▶ [Source text]:
* * * *

Under the right condition, (optical) film keeps, but tape doesn’t have any shelf life. You should transfer everything to film if you want to keep it. Film is the only recording media that has any life. The most important thing is you have to have a means of playback. (KJ mentions the betacam footage, other VHS, etc.) The betacam the base can start to deteriorate, VHS is the worst, and so the priority is to try to get it off tape. Jeannette describes her interest in the Association of Moving Image Archivists. They have a forum, with various interest groups, particularly an interest group within the forum about art film. They work at preserving disappearing copies of one-of-a-kind prints. Jeannette suggests that she would choose one of the MPEG formats as the primary storage formats. QuickTime can be used for lower resolution versions. But if you are recovering decaying materials, you first need to do triage on it. The first priority is preservation. You can prioritize based on the format, the most unstable formats first.
The CBC has tape-cleaning machines. We can ask for help with this from CBC Vancouver’s Colin Preston. Presently he is doing Jeannette’s old job. He is really helpful with free stuff. He is an unacknowledged, though huge, community resource. So getting the tapes cleaned should happen first. Then you need a standard digital format (although these keep changing). Next, we will also need a set of categories that can used to define what the artifact is. You need to connect these classifications to the source material you are dealing with, and what that source material is going to be stored on. Computers will allow you to do massive storage, so the primary task is to transfer the data, classify it (could be at the same time) and then just treat it as data once the collection has been organized according to archive.
KJ asks about the National Archives in Canada. Jeannette responds that they have the only 2-inch tape machines that are kept in Canada! The National Archives have no money, they have an amazing facility but nobody to run the equipment. Won’t accept any new material unless it is “Canadian” and the BC Provincial archives have no staff to run their equipment, just a storage vault. They don’t accept donations of people’s private records any more. Jeannette repatriated all CBC material from the BC archives because they do not keep their collections in good condition. The Alberta provincial archives are in Edmonton, and they do the opposite. They maintain excellent archives. The woman in charge (I missed her name) is very active and forward thinking. She is an actual, fully-fledged artist and sometimes works with archival material in her shows. One of the points of having an archive, Jeannette emphasizes, is to open access to it. An archive is pointless if it is not being used. For the Edmonton archive they converted an old laundromat into a amazing archive.
Francis states that we have a lot of thoughts about how to work with a lot of different sources, different kinds of products, from computer poetries to important event footage. We may want to provide links to various works that are already in digital format as well.

* * * *

▶ [Material]:
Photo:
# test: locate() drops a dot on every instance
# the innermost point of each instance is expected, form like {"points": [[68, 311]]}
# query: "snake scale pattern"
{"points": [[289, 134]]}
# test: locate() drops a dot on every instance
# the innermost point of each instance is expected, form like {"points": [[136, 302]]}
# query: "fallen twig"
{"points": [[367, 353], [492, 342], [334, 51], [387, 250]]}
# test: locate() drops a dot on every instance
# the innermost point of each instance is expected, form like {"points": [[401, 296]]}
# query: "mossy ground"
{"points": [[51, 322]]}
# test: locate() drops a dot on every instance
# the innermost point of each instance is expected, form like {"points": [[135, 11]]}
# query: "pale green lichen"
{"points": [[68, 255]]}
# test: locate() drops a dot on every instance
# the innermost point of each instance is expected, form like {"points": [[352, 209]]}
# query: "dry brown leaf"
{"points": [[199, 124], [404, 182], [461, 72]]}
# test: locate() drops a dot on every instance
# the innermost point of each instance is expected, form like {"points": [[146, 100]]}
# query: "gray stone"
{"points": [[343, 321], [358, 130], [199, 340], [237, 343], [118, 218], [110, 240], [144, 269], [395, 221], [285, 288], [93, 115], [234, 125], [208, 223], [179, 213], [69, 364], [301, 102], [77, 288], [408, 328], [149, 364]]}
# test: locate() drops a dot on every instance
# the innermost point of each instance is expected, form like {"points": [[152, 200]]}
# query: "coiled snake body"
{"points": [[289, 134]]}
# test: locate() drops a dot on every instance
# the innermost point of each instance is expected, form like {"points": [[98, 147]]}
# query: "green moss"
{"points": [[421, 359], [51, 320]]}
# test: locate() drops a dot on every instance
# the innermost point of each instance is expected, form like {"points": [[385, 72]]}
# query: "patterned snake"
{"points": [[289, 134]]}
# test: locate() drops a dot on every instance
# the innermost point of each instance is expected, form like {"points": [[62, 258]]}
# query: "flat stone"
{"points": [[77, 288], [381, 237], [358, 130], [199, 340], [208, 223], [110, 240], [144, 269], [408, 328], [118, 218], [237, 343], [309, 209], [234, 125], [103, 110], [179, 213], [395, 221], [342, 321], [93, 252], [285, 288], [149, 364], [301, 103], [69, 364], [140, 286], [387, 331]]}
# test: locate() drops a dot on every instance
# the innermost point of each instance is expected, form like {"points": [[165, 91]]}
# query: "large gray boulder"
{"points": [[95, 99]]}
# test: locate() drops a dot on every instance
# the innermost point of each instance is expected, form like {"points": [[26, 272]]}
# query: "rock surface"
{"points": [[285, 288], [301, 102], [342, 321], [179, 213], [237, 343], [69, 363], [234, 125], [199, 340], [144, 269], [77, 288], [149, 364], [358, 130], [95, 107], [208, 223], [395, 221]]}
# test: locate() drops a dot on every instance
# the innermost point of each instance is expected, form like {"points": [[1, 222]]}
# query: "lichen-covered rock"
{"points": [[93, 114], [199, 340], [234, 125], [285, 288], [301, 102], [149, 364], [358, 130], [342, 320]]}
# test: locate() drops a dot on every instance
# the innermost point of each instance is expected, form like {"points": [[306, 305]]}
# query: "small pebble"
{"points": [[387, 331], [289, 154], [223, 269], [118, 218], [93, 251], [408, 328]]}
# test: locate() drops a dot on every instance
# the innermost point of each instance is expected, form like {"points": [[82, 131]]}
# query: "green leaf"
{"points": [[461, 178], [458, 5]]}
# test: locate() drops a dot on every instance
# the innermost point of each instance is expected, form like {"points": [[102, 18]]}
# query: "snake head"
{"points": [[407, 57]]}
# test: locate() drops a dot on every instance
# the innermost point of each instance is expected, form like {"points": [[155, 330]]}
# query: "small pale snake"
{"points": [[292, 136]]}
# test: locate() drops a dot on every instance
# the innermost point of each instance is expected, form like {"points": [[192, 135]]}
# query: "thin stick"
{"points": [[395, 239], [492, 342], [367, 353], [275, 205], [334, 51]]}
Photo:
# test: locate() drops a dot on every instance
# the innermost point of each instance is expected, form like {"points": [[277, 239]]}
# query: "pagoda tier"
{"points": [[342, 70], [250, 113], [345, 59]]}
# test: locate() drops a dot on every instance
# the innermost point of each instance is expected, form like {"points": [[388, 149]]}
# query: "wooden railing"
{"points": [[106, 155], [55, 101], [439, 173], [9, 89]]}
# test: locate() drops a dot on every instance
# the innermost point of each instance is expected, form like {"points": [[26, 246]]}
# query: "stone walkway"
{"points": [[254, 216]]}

* * * *

▶ [To do]:
a. Repeat word for word the part of the notes on preserving film and tape from "The CBC has" to "according to archive.".
b. Using the notes on preserving film and tape, mark each statement yes or no and quote the words that decide it: (i) VHS is called the worst of the tape formats. (ii) QuickTime is suggested as the primary storage format. (iii) The National Archives have the only 2-inch tape machines kept in Canada.

▶ [Solutions for each task]:
a.
The CBC has tape-cleaning machines. We can ask for help with this from CBC Vancouver’s Colin Preston. Presently he is doing Jeannette’s old job. He is really helpful with free stuff. He is an unacknowledged, though huge, community resource. So getting the tapes cleaned should happen first. Then you need a standard digital format (although these keep changing). Next, we will also need a set of categories that can used to define what the artifact is. You need to connect these classifications to the source material you are dealing with, and what that source material is going to be stored on. Computers will allow you to do massive storage, so the primary task is to transfer the data, classify it (could be at the same time) and then just treat it as data once the collection has been organized according to archive.

b.
(i) Yes: "VHS is the worst"
(ii) No: "QuickTime can be used for lower resolution versions."
(iii) Yes: "they have the only 2-inch tape machines that are kept in Canada"